Start of Block

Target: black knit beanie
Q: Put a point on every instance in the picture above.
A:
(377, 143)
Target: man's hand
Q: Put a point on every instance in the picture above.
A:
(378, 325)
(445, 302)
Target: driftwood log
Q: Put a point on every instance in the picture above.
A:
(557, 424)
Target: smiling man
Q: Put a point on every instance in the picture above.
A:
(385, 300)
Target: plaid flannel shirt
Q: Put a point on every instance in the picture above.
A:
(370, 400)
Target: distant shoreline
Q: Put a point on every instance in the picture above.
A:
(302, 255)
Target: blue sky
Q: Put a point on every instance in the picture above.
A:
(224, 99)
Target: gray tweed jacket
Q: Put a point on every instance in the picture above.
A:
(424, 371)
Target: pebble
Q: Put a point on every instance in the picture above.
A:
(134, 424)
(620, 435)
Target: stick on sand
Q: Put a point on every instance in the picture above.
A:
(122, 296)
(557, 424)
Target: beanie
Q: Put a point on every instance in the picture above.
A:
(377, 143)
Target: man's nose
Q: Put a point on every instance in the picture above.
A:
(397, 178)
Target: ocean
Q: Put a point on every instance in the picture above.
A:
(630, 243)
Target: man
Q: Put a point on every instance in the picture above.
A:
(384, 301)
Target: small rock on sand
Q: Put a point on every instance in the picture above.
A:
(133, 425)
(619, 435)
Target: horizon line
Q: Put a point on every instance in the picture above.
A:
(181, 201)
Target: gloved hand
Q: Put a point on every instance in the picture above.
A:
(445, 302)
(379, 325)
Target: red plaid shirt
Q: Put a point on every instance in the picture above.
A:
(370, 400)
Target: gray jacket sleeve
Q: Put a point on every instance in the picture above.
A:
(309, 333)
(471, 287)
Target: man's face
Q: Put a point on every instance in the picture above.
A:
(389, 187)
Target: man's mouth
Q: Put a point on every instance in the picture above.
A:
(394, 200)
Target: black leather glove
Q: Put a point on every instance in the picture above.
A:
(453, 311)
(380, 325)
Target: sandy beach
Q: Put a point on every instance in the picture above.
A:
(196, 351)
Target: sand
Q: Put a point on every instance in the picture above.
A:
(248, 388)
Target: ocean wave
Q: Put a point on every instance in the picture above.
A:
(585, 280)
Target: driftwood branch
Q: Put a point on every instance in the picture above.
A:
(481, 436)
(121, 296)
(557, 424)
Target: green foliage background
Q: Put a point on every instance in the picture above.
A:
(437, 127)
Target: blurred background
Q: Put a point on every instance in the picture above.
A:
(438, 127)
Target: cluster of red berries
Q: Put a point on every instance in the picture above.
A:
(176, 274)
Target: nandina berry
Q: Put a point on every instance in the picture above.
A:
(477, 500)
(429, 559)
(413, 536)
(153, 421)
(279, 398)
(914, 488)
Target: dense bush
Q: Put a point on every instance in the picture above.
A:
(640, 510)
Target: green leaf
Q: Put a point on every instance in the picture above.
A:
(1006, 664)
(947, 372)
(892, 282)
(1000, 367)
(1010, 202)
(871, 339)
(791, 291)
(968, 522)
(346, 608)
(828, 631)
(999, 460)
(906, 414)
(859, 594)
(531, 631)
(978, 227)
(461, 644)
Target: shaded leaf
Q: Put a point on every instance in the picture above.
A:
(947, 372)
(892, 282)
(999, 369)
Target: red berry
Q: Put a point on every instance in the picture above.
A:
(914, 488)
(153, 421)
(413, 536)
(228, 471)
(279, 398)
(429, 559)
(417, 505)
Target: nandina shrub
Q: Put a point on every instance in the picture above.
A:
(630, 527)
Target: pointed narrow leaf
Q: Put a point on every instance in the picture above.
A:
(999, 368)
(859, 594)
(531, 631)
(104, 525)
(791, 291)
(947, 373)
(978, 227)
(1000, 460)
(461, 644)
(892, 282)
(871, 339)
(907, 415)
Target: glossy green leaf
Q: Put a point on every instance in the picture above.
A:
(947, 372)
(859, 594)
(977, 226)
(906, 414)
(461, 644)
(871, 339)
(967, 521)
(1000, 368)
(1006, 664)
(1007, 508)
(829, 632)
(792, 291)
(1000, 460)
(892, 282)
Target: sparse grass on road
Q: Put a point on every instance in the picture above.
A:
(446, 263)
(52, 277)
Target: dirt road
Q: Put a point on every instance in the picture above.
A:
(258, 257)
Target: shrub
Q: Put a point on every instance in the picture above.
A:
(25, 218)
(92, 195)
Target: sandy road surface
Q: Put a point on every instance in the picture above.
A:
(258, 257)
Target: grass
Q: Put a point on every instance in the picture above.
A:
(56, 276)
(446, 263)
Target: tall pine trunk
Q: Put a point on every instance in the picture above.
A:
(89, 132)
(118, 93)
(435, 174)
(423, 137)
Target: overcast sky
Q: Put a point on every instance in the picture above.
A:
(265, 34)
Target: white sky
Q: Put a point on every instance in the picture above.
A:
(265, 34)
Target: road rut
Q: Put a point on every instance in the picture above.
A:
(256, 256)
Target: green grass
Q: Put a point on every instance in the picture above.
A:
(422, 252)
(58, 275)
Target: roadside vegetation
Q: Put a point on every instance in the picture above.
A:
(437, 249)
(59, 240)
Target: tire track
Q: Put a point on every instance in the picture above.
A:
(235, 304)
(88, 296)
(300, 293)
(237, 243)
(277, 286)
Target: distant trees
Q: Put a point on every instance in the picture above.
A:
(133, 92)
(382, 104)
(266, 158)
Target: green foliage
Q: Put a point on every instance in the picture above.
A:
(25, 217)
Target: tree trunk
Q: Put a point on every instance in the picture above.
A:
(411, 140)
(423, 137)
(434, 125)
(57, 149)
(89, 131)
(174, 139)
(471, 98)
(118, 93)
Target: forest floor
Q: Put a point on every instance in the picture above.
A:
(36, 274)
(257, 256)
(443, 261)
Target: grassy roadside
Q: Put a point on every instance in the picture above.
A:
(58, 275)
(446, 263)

End of Block

PROBLEM TO SOLVE:
What is the number of lines above that contain the string "hand"? Answer with the number alone.

TASK OUTPUT:
2